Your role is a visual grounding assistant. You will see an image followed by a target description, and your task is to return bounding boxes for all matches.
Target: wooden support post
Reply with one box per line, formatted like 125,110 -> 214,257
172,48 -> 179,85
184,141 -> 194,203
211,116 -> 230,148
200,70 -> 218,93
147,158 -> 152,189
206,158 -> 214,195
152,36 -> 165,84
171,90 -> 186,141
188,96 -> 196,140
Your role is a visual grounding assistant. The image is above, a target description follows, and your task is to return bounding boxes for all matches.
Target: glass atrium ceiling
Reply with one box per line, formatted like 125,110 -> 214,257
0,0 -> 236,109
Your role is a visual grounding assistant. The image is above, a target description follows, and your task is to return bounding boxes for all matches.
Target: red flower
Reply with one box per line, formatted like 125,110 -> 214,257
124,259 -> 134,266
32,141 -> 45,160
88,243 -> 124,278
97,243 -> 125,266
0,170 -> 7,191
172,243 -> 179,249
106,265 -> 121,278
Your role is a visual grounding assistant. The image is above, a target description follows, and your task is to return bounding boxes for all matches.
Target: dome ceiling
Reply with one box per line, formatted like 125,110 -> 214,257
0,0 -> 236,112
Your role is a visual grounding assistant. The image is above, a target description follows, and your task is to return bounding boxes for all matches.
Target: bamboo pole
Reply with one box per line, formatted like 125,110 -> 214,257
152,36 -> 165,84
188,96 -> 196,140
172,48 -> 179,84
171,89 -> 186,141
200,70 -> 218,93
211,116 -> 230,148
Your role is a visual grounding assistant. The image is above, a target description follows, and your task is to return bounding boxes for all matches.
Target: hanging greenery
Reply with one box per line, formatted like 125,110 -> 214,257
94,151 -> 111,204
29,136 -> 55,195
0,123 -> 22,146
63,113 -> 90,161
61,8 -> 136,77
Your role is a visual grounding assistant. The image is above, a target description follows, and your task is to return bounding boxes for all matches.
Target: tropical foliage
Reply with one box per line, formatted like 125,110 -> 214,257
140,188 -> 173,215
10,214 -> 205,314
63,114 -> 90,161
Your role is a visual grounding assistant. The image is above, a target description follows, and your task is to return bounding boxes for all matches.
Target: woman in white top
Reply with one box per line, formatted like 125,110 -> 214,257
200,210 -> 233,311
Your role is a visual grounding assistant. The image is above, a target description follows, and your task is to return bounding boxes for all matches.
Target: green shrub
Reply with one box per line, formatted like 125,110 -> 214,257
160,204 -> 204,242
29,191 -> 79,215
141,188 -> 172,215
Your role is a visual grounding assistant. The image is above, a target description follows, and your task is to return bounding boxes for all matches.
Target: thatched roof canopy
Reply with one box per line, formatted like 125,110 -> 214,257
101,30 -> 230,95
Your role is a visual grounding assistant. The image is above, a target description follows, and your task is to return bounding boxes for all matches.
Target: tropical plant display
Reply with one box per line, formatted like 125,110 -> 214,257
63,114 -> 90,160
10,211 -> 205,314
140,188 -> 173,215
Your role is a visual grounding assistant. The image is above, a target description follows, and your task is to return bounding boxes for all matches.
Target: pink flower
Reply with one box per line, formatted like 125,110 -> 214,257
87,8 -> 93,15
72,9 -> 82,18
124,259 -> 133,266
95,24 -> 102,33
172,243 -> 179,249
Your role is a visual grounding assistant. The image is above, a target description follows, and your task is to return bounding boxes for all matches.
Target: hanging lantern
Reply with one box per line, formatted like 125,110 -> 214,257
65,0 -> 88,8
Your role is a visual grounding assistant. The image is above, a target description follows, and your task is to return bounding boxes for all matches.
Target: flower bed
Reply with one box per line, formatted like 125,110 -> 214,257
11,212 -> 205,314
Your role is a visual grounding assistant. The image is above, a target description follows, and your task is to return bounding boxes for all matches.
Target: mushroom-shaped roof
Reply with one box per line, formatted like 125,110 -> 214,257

--*--

Written problem — Convert all of the entries above into a single numbered list, one line per item, skipping any blank lines.

Answer in full —
1. Your role is a visual grounding assistant. You will see an image followed by a target description, and your task is to return bounding boxes for all matches.
2. Target: wooden support post
3. Reply with one box per line, formatted like 125,110 -> 214,257
4. 172,48 -> 179,85
5. 184,141 -> 194,203
6. 211,116 -> 230,148
7. 200,70 -> 218,93
8. 147,158 -> 152,189
9. 206,158 -> 214,195
10. 152,36 -> 165,84
11. 171,90 -> 186,141
12. 188,96 -> 196,140
13. Your role is a visual grounding assistant. The image is above, a target description follows, and your task is to return bounding boxes for all matches.
14. Target: glass atrium ceiling
15. Reply with one box per line, formatted like 125,110 -> 214,257
16. 0,0 -> 236,109
17. Your role is a visual grounding assistant. The image is above, a target description follows, and your task is to return bounding boxes for all matches.
18. Target: red flower
19. Reply with one box per line, formatted like 125,110 -> 214,257
20. 124,259 -> 134,266
21. 32,141 -> 45,160
22. 88,243 -> 124,278
23. 97,243 -> 125,266
24. 0,170 -> 7,191
25. 172,243 -> 179,249
26. 106,265 -> 121,278
27. Your role is a visual grounding assistant. The image is above, a target description follows, and your task is to return bounding boxes for all matches.
28. Target: dome ceiling
29. Reply with one box per line, formatted like 125,110 -> 214,257
30. 0,0 -> 236,112
31. Your role is a visual grounding assistant. The image is above, a target description follows, and your task is to return bounding boxes for all matches.
32. Target: bamboo pole
33. Reply with one box per line, formatted like 125,110 -> 214,257
34. 152,36 -> 165,84
35. 188,96 -> 196,140
36. 172,48 -> 179,84
37. 171,89 -> 186,141
38. 200,70 -> 218,93
39. 211,116 -> 230,148
40. Your role is a visual grounding assistant. The image is above, a target description follows, and your task is to return bounding boxes for all matches.
41. Target: hanging greenery
42. Reply with one box per line, formatted like 125,110 -> 214,257
43. 94,151 -> 111,204
44. 29,136 -> 55,195
45. 0,123 -> 22,146
46. 63,113 -> 90,161
47. 61,8 -> 136,77
48. Your role is a visual grounding assistant. The image is above, a target description follows, and your task is to return bounding boxes for all matches.
49. Target: tropical foliage
50. Reply with one box per line, formatted like 125,110 -> 214,257
51. 140,188 -> 173,215
52. 10,214 -> 205,314
53. 63,114 -> 90,161
54. Your role is a visual grounding assistant. The image is above, a target description follows, and your task is to return bounding boxes for all matches.
55. Target: woman in white top
56. Reply with one box per line, formatted like 125,110 -> 214,257
57. 200,210 -> 233,311
58. Your role is a visual grounding assistant. The image is above, a target description follows, and your task is to return bounding boxes for all matches.
59. Target: green shrub
60. Reply with one box per line, formatted like 125,110 -> 214,257
61. 160,204 -> 204,242
62. 29,191 -> 79,215
63. 141,188 -> 172,215
64. Your role is a visual grounding assistant. The image is above, a target description follows, and your task is to return bounding boxes for all matches.
65. Target: thatched roof canopy
66. Reply with one box per line, formatted like 125,110 -> 214,257
67. 101,30 -> 230,95
68. Your role is a visual grounding assistant. The image is above, a target description follows, and your task is to return bounding boxes for all matches.
69. Target: tropical plant display
70. Reply with one box per line, formatted like 125,110 -> 214,257
71. 63,114 -> 90,160
72. 10,211 -> 205,314
73. 140,188 -> 173,215
74. Your role is a visual grounding assistant. The image is above, a target description follows, and your task is to return bounding boxes for all matches.
75. Target: pink flower
76. Reply with one box per line, formatted like 125,110 -> 214,257
77. 87,8 -> 93,15
78. 72,9 -> 82,18
79. 124,259 -> 133,266
80. 95,24 -> 102,33
81. 172,243 -> 179,249
82. Your role is a visual grounding assistant. The image is above, a target description follows, and your task is to return bounding boxes for all matches.
83. Target: hanging lantern
84. Reply with one box per line, formatted like 125,110 -> 214,257
85. 65,0 -> 88,8
86. Your role is a visual grounding assistant. The image is above, a target description follows, and your task is to return bounding boxes for all matches.
87. Target: flower bed
88. Reply with one box per line, formatted like 125,110 -> 214,257
89. 11,212 -> 205,314
90. Your role is a visual grounding assistant. The image is above, a target description follows, and your task is to return bounding boxes for all matches.
91. Target: mushroom-shaped roof
92. Reply with one box per line, formatted like 125,110 -> 214,257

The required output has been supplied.